■ Exercise objective ■
In the entries below, spot each line with the word "rough" and copy it.

■ Data for this exercise ■
Segment Open

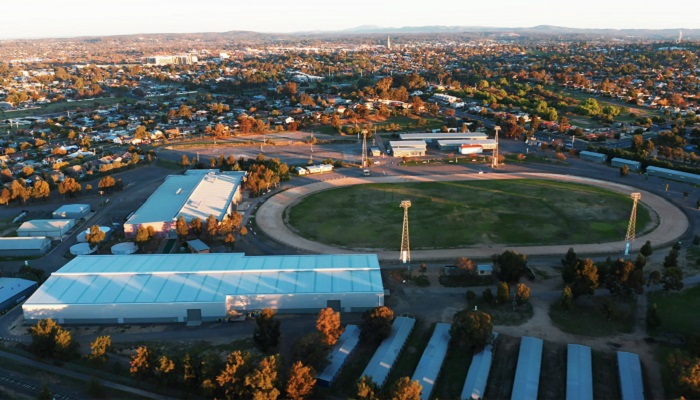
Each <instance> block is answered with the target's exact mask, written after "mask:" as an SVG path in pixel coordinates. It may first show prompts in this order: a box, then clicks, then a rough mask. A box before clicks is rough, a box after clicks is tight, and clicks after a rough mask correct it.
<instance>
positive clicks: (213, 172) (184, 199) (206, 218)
mask: <svg viewBox="0 0 700 400" xmlns="http://www.w3.org/2000/svg"><path fill="white" fill-rule="evenodd" d="M245 175H246V172H240V171H228V172H218V171H217V170H206V169H203V170H188V171H187V172H186V173H185V175H170V176H168V177H167V178H165V182H163V184H162V185H160V187H158V189H156V191H155V192H153V194H152V195H151V196H150V197H149V198H148V199H147V200H146V202H145V203H143V205H142V206H141V208H139V209H138V210H136V212H134V214H133V215H132V216H131V217H130V218H129V219H128V220H127V221H126V223H124V235H125V236H126V237H127V238H133V237H135V236H136V231H137V230H138V228H139V226H141V225H143V226H146V227H148V226H152V227H153V229H154V231H155V234H156V236H157V237H174V236H175V222H176V221H177V219H178V217H180V216H183V217H184V218H185V221H187V223H189V222H190V221H192V219H194V218H195V217H197V218H199V219H200V220H202V222H205V221H206V219H207V217H209V215H213V216H214V217H216V219H217V220H219V221H222V220H223V218H224V216H225V215H226V214H229V213H231V212H232V211H233V208H232V206H233V205H234V204H238V203H239V202H240V201H241V198H242V195H241V183H242V181H243V178H244V177H245Z"/></svg>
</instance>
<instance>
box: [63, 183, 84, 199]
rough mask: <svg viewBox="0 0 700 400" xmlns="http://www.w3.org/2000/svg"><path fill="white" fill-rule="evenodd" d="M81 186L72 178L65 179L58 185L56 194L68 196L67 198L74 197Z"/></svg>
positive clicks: (79, 184) (79, 192)
mask: <svg viewBox="0 0 700 400" xmlns="http://www.w3.org/2000/svg"><path fill="white" fill-rule="evenodd" d="M82 189H83V188H82V186H81V185H80V183H78V182H77V181H76V180H75V179H74V178H66V179H64V180H63V182H61V183H59V184H58V193H60V194H66V193H67V194H68V197H75V195H76V194H78V193H80V191H81V190H82Z"/></svg>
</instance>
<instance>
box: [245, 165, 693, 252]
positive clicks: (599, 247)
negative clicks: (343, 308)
mask: <svg viewBox="0 0 700 400" xmlns="http://www.w3.org/2000/svg"><path fill="white" fill-rule="evenodd" d="M528 178H531V179H535V178H536V179H552V180H557V181H565V182H576V183H583V184H588V185H593V186H598V187H602V188H605V189H609V190H612V191H615V192H619V193H623V194H626V195H629V194H630V193H632V192H639V193H641V194H642V198H641V202H642V203H644V204H645V205H646V206H647V207H648V208H649V209H650V210H651V211H652V218H657V219H658V226H657V227H656V229H654V230H653V231H651V232H649V233H648V234H646V235H644V236H640V237H637V239H636V240H635V241H634V242H632V244H631V246H630V251H636V250H638V249H639V248H640V247H641V246H642V245H643V244H644V242H645V241H647V240H649V241H651V242H652V243H653V245H654V247H660V246H663V245H667V244H670V243H673V242H675V241H676V240H678V238H680V237H681V236H682V235H683V234H684V233H685V232H686V231H687V230H688V228H689V227H690V223H689V221H688V218H687V217H686V215H685V214H684V213H683V212H682V211H681V210H680V209H679V208H678V207H676V206H675V205H673V204H671V203H670V202H669V201H668V200H666V199H664V198H663V197H661V196H658V195H655V194H652V193H650V192H648V191H645V190H641V189H638V188H634V187H631V186H626V185H621V184H617V183H612V182H606V181H602V180H597V179H591V178H584V177H577V176H570V175H558V174H547V173H490V174H483V175H482V174H453V175H426V176H382V177H362V178H340V179H331V180H327V181H323V182H318V183H312V184H309V185H305V186H298V187H293V188H291V189H288V190H285V191H283V192H281V193H278V194H276V195H274V196H272V197H270V198H269V199H268V200H267V201H266V202H265V203H263V204H262V205H261V206H260V208H259V209H258V211H257V214H256V222H257V225H258V227H259V228H260V229H261V230H262V231H263V232H264V233H265V234H266V235H267V236H269V237H270V238H272V239H273V240H275V241H278V242H280V243H283V244H285V245H287V246H291V247H294V248H297V249H299V250H302V251H306V252H310V253H317V254H349V253H358V252H373V253H374V252H376V253H377V255H378V256H379V259H380V260H382V261H389V260H398V259H399V252H398V251H397V250H391V251H388V250H381V249H349V248H340V247H334V246H329V245H325V244H322V243H318V242H314V241H311V240H308V239H305V238H303V237H301V236H299V235H298V234H296V233H295V232H294V231H292V230H291V229H290V228H289V226H288V225H287V224H286V222H285V210H286V209H287V208H289V207H291V206H293V205H294V204H296V203H297V202H299V201H300V199H302V198H303V197H305V196H308V195H309V194H311V193H315V192H319V191H322V190H330V189H335V188H339V187H342V186H349V185H361V184H364V183H404V182H431V181H464V180H493V179H528ZM397 208H398V205H397ZM570 247H575V249H576V252H577V253H580V254H614V253H621V252H622V251H623V250H624V248H625V242H624V241H622V240H621V241H618V242H609V243H588V244H576V245H570V244H567V245H549V246H505V245H489V246H481V247H479V246H473V247H466V248H457V249H436V250H414V251H411V259H412V260H439V259H455V258H457V257H470V258H488V257H490V256H491V255H492V254H497V253H501V252H503V251H505V250H506V249H507V250H514V251H517V252H519V253H522V254H527V255H530V256H533V255H562V254H565V253H566V251H567V250H568V249H569V248H570Z"/></svg>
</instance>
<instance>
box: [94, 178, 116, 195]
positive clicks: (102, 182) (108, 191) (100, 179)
mask: <svg viewBox="0 0 700 400" xmlns="http://www.w3.org/2000/svg"><path fill="white" fill-rule="evenodd" d="M116 184H117V182H116V181H115V180H114V178H112V177H111V176H109V175H107V176H105V177H104V178H102V179H100V181H99V182H98V183H97V188H98V189H100V190H104V191H105V192H107V193H109V192H111V191H112V189H114V185H116Z"/></svg>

Segment Closed

■ Exercise output ■
Each <instance> block is answered with the target's exact mask, written after "mask:" as an SVG path in pixel coordinates. It may first show prompts in this order: a box, then clicks, then a rough mask. A box before clicks is rough, a box after clicks is tight, and clicks after a rough mask correct it.
rough mask: <svg viewBox="0 0 700 400" xmlns="http://www.w3.org/2000/svg"><path fill="white" fill-rule="evenodd" d="M81 186L72 178L65 179L58 185L56 194L68 196L67 198L74 197Z"/></svg>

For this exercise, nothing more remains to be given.